**Problem description:**
Output exactly the lines from the line with "the blue exercise" through the end of the records below. Include nothing else.
======
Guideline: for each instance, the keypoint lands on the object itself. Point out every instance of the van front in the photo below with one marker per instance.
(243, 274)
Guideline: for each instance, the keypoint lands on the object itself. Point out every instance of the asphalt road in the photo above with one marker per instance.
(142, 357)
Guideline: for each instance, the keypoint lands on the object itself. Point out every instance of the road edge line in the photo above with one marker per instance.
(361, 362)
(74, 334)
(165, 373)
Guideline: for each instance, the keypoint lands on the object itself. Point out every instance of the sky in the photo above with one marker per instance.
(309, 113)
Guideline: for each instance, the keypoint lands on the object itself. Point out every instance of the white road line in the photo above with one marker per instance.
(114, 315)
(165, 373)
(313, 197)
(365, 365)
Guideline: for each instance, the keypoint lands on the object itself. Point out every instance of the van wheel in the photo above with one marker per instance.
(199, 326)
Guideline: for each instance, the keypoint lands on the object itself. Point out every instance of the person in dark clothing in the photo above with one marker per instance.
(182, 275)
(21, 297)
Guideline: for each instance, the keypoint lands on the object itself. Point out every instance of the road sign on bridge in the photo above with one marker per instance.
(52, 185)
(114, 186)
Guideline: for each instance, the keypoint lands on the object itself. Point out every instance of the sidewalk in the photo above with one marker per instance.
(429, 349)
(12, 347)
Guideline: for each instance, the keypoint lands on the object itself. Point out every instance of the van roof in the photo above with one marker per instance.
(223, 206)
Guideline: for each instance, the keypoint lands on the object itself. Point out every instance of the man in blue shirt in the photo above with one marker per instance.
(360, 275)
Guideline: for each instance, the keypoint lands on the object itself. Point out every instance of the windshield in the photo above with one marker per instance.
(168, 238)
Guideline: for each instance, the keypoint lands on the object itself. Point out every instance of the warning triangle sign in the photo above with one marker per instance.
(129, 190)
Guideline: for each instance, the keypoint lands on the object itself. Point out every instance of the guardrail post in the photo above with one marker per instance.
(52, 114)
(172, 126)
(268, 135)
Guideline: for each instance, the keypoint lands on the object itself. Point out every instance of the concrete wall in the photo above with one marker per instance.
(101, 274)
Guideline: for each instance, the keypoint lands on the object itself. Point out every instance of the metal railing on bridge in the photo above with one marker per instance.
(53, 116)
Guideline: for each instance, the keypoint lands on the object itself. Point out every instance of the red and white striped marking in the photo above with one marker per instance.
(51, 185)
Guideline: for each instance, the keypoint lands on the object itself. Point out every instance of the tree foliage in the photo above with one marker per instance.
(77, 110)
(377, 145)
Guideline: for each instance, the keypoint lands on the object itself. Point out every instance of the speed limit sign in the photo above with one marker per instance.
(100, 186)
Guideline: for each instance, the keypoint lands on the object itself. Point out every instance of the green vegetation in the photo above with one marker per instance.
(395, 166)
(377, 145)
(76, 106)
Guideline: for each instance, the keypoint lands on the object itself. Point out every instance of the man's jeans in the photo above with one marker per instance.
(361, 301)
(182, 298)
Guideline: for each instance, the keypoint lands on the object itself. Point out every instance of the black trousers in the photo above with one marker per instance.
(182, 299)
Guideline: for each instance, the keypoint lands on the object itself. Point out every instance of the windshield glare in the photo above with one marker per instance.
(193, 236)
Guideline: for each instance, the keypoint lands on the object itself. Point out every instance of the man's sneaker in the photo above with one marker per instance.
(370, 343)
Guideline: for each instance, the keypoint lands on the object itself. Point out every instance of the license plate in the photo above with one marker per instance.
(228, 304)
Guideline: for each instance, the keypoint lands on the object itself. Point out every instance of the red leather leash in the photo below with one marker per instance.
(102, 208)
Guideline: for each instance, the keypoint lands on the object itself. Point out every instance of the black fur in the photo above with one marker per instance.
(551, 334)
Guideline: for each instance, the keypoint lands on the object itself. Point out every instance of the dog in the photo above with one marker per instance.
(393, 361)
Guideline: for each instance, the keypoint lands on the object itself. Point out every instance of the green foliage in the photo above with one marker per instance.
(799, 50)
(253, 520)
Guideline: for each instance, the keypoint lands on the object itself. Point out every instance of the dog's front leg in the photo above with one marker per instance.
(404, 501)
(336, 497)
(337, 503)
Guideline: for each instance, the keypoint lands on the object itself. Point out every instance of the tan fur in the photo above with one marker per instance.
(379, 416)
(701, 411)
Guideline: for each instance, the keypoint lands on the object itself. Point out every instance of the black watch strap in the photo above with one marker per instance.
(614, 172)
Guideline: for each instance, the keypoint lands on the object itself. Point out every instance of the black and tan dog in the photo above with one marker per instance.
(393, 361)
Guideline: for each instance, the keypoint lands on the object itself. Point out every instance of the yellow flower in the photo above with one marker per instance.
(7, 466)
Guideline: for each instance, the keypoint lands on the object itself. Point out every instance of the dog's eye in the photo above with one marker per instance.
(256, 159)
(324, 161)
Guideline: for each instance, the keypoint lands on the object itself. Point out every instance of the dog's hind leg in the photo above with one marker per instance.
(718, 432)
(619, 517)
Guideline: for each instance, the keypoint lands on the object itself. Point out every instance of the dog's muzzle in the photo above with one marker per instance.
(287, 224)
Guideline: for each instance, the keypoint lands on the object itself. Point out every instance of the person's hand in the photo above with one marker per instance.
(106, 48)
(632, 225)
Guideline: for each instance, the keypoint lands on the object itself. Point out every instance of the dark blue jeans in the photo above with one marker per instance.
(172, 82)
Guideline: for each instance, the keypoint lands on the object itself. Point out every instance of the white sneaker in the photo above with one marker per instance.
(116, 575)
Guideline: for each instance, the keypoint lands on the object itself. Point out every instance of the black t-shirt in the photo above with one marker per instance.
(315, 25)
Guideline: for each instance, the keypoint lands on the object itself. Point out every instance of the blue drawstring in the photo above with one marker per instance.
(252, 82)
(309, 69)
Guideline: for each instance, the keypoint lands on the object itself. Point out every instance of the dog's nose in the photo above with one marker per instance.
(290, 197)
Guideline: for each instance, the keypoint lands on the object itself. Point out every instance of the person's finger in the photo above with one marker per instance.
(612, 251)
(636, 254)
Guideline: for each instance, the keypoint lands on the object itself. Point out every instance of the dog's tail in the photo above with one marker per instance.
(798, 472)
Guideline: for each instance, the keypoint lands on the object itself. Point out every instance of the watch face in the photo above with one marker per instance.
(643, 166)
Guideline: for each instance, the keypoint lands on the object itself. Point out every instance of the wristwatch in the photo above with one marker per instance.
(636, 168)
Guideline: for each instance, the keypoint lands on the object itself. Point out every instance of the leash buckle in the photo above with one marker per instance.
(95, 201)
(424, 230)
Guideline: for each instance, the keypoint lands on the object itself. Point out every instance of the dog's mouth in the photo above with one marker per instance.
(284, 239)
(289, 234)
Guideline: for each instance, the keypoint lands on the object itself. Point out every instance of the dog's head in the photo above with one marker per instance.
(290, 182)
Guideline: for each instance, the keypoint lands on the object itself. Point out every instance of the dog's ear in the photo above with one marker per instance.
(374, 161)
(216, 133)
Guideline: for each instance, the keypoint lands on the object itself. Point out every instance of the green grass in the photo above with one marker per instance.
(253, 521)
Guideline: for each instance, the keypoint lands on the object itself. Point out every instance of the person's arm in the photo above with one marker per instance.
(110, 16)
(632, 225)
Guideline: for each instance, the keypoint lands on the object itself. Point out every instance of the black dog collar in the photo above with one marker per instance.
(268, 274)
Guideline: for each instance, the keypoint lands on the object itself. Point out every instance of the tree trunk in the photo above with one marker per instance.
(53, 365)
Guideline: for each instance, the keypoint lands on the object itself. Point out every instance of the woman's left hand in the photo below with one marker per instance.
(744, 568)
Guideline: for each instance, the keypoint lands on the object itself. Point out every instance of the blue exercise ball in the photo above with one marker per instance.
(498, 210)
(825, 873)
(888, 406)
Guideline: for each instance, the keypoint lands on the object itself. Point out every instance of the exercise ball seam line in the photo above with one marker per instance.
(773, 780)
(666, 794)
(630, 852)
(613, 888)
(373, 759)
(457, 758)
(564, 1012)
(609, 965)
======
**Completed exercise:**
Guideline: for each instance, the keypoint lands on the object itself. Point out every instance of the blue exercise ball in the photo above with one marker per instance.
(498, 210)
(825, 873)
(888, 406)
Guideline: for each instance, the keypoint lands on the object itself. Point out every instance of the exercise ball seam line in the photo above with one marker per instance.
(773, 780)
(666, 794)
(630, 852)
(613, 888)
(373, 759)
(457, 758)
(564, 1012)
(609, 965)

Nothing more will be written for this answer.